◆ Dataset records ◆
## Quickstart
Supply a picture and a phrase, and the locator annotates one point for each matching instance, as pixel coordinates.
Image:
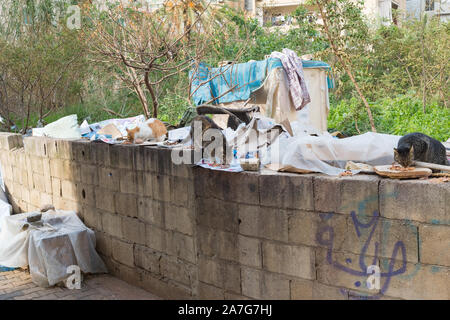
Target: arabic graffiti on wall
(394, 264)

==

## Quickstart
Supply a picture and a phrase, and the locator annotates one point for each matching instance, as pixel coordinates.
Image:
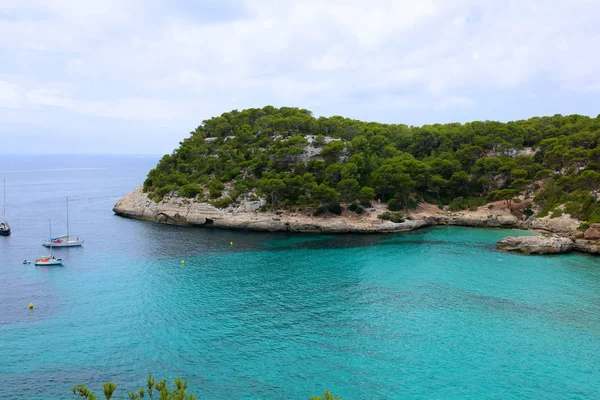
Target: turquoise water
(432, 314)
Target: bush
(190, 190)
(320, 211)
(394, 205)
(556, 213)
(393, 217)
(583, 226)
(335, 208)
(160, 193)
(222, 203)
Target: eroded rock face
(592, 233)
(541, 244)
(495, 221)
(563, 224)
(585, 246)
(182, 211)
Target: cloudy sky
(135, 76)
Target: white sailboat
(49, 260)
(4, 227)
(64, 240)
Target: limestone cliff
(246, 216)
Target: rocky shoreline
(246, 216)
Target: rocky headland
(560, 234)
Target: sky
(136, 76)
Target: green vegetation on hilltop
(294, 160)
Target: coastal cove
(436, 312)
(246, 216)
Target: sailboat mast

◆ Given exercise ◆
Starting at the line containing "Target: bush" and stopping after the line containing "Target: sailboat mast", change every "sailboat" to "yacht". Return only those lines, with everything else left as it is.

◆ Response to this exercise ◆
Target: bush
(190, 190)
(320, 211)
(394, 205)
(556, 213)
(393, 217)
(583, 226)
(335, 208)
(160, 193)
(222, 203)
Target: eroded rock face
(592, 233)
(541, 244)
(495, 221)
(563, 224)
(585, 246)
(182, 211)
Target: cloudy sky
(135, 76)
Target: white yacht
(49, 260)
(4, 227)
(64, 240)
Target: limestone cliff
(246, 216)
Target: rocky shoreline
(246, 216)
Target: rocky headland
(560, 234)
Target: sky
(136, 76)
Target: green vegetation on hilltop
(294, 160)
Target: coastal cove
(436, 312)
(246, 216)
Target: yacht mast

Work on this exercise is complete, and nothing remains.